▶ _GIVEN REQUEST 1_
Please summarize the post on tort intent in two sentences.
▶ _GIVEN REQUEST 2_
According to the post on tort intent, what must an actor know about a result to be treated as intentionally causing it, even without desiring it?

▶ _PASSAGE GIVEN_
_ _ _
[EL] Check out Study shows who breaks campaign laws - The Pueblo Chieftain: Lo...

Scarberry, Mark Mark.Scarberry at pepperdine.edu
Wed Aug 10 11:25:32 PDT 2011


If this were a physical pushing of someone off of a stage where they were speaking, we’d say there was intent to push the person off the stage, for tort purposes, as Brian points out, even if the actor just wanted to get to the other side of the stage to turn down the amplifier. The same result would be reached if the actor lifted a floor panel to get at the amplifier, with knowledge that it was substantial certain the doing so would cause the speaker to fall off the stage. Actors often are treated as intentionally causing a result when the actor knows that the result is substantially certain to occur as a result of the action, even if the actor does not desire the result to occur.
_ _ _
Records excerpted from a collection

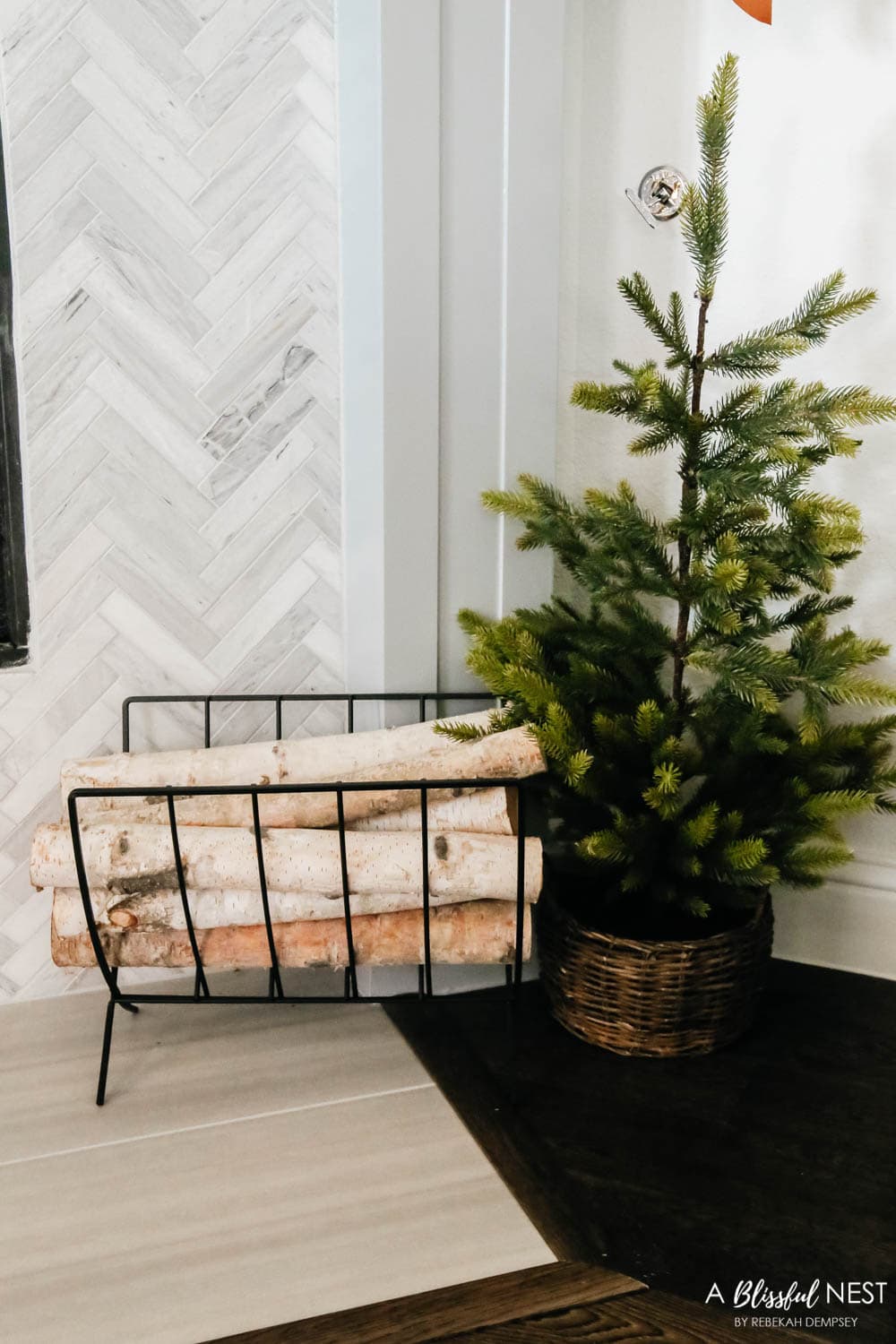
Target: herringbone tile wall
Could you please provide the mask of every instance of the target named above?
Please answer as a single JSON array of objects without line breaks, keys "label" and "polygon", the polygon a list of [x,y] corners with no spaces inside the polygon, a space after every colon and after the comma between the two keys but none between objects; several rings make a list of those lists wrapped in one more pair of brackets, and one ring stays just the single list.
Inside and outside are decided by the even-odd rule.
[{"label": "herringbone tile wall", "polygon": [[1,35],[36,659],[0,672],[0,997],[73,985],[28,844],[122,696],[341,685],[330,9],[34,0]]}]

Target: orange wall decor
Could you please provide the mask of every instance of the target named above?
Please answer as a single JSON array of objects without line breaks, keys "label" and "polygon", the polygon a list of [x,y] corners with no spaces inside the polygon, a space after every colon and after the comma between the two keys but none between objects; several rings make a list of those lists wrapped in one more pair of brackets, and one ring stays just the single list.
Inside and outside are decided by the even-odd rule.
[{"label": "orange wall decor", "polygon": [[771,0],[735,0],[735,4],[760,23],[771,23]]}]

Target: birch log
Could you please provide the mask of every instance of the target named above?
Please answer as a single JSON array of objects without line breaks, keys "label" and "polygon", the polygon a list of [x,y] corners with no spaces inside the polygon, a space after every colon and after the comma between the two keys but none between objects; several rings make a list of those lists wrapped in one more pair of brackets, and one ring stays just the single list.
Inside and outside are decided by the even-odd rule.
[{"label": "birch log", "polygon": [[[492,711],[462,714],[453,723],[485,727]],[[63,808],[71,789],[109,789],[167,784],[313,784],[339,780],[364,766],[396,761],[431,750],[442,739],[434,728],[439,719],[373,732],[339,732],[285,742],[249,742],[227,747],[196,747],[188,751],[141,751],[67,761],[59,777]],[[372,778],[376,778],[375,775]],[[126,804],[126,800],[124,800]],[[97,798],[97,808],[113,808],[121,800]]]},{"label": "birch log", "polygon": [[[474,831],[481,835],[516,835],[517,829],[517,794],[516,789],[453,789],[450,797],[437,796],[442,790],[433,789],[429,794],[427,824],[430,829],[438,831]],[[306,796],[308,797],[308,796]],[[325,797],[317,794],[316,798]],[[371,794],[367,796],[368,798]],[[375,802],[380,798],[379,790],[372,796]],[[345,825],[349,831],[419,831],[420,804],[415,790],[403,790],[403,802],[412,798],[414,805],[402,808],[399,812],[380,812],[372,816],[348,818]],[[120,798],[118,802],[137,801]],[[282,827],[285,818],[293,812],[305,810],[305,816],[313,816],[316,805],[302,809],[290,800],[289,808],[270,808],[270,796],[261,796],[258,800],[258,814],[262,825]],[[382,798],[380,798],[382,801]],[[251,802],[247,798],[234,798],[211,796],[206,798],[179,798],[176,802],[177,824],[184,827],[212,825],[251,825]],[[345,794],[345,812],[353,808]],[[95,824],[97,820],[109,821],[107,812],[87,813],[85,823]],[[116,825],[168,825],[168,804],[153,801],[136,808],[116,808]]]},{"label": "birch log", "polygon": [[[246,891],[215,888],[188,888],[189,915],[195,929],[223,929],[227,925],[255,925],[263,922],[262,898],[258,887]],[[120,896],[106,890],[90,892],[94,918],[98,925],[116,929],[185,929],[187,919],[179,891],[145,891],[138,896]],[[508,900],[516,900],[516,891],[508,891]],[[419,910],[419,891],[377,891],[371,895],[349,896],[352,915],[394,914],[399,910]],[[461,905],[454,892],[431,895],[430,906],[441,909]],[[270,891],[269,909],[273,923],[293,923],[298,919],[334,919],[343,917],[343,898],[325,896],[317,891]],[[81,891],[62,887],[55,891],[54,910],[60,934],[85,933]]]},{"label": "birch log", "polygon": [[[523,956],[532,952],[532,918],[524,911]],[[192,966],[188,935],[183,930],[142,931],[102,929],[103,952],[113,966]],[[430,948],[435,962],[512,961],[516,941],[516,910],[505,900],[474,900],[445,906],[430,915]],[[263,925],[197,929],[196,942],[207,968],[238,969],[269,966]],[[359,915],[352,919],[352,942],[359,964],[368,966],[419,965],[423,961],[423,915],[419,910],[398,914]],[[348,965],[345,922],[316,919],[274,925],[274,946],[282,966]],[[56,927],[55,903],[51,923],[52,960],[58,966],[93,966],[95,958],[86,933],[66,937]]]},{"label": "birch log", "polygon": [[[111,759],[111,758],[109,758]],[[126,757],[124,759],[128,759]],[[365,765],[353,771],[333,773],[318,770],[306,782],[402,781],[402,780],[523,780],[544,770],[541,749],[529,730],[508,728],[476,742],[451,742],[430,751],[403,757],[396,761]],[[175,781],[171,781],[175,782]],[[195,781],[191,781],[195,782]],[[244,778],[235,781],[246,784]],[[298,781],[290,781],[298,782]],[[146,780],[137,786],[149,786]],[[116,788],[116,785],[110,785]],[[453,789],[433,788],[433,802],[450,802],[462,797],[462,786]],[[407,812],[408,800],[416,801],[414,792],[407,789],[375,789],[369,793],[344,794],[344,814],[347,821],[360,821],[364,817],[383,816],[388,812]],[[107,798],[83,800],[87,802],[107,802]],[[118,798],[120,804],[130,804],[128,817],[142,824],[159,825],[167,821],[167,802],[146,798]],[[134,808],[134,801],[137,806]],[[262,794],[258,800],[259,816],[265,827],[332,827],[337,821],[334,793],[275,793]],[[90,809],[85,809],[90,816]],[[79,810],[81,814],[81,810]],[[95,810],[94,810],[95,814]],[[207,797],[185,797],[177,801],[177,820],[185,827],[250,827],[253,821],[251,798],[246,794],[212,794]]]},{"label": "birch log", "polygon": [[[343,894],[340,837],[334,831],[265,831],[265,874],[271,891]],[[176,890],[168,827],[118,827],[95,823],[81,831],[90,887],[120,895]],[[506,898],[516,892],[517,839],[437,831],[429,836],[430,891],[463,900]],[[541,890],[541,841],[527,839],[525,896]],[[255,835],[242,827],[184,827],[180,852],[188,887],[258,887]],[[420,837],[400,831],[349,831],[345,835],[349,890],[420,891]],[[38,827],[31,847],[35,887],[77,887],[71,833],[67,827]]]}]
_ _ _
▶ _COMPLETE ANSWER 1_
Physically pushing a speaker off a stage would count as intentional for tort purposes even if the actor only wanted to get across the stage to turn down the amplifier. The same result would follow if the actor lifted a floor panel knowing the speaker was substantially certain to fall, because actors are often treated as intending results they know are substantially certain to occur, even when they do not desire them.

▶ _COMPLETE ANSWER 2_
That the result is substantially certain to occur as a result of the action.